Tâches à réaliser ->
a - Répondez aux questions suivantes d'après le texte sur l'éthique dans les marchés publics :
(i) En faveur de quels types d'entreprises la réservation de marchés reste-t-elle possible ?
(ii) Sur quelle notion le débat s'est-il principalement focalisé ?
(iii) Par quoi la position de la Commission européenne avait-elle été mise en cause ?
b - Dans le texte sur l'éthique dans les marchés publics, relevez chaque nom accompagné d'une forme de l'adjectif « européen ».
───── Texte ─────
85Enfin, la possibilité de réservation de marchés en faveur des entreprises de travail adapté et des entreprises d’économie sociale d’insertion subsiste. Cette technique, qui existe aussi dans d’autres pays européens, est intéressante pour les bénéficiaires mais est conçue sur le mode de l’exception.

Conclusion

86Pour conclure cette analyse sur la place de l’éthique dans les marchés publics, on peut souligner le fait que l’utilisation de l’instrument « marché public » en faveur du développement durable a suscité des positions divergentes tant au sein des institutions européennes qu’au niveau national. Le débat s’est principalement focalisé sur la notion de critère d’attribution, car c’est sur ce point que la position de la Commission européenne avait été mise en cause par les décisions de la Cour de Justice.
───── Données présentées ─────
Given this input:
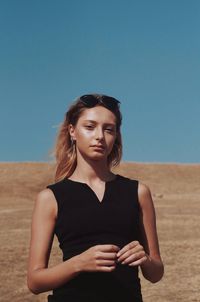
─────
Réponses par tâche ->
a -
(i) Les entreprises de travail adapté et les entreprises d'économie sociale d'insertion.
(ii) Sur la notion de critère d'attribution.
(iii) Par les décisions de la Cour de Justice.

b -
- pays européens
- institutions européennes
- Commission européenne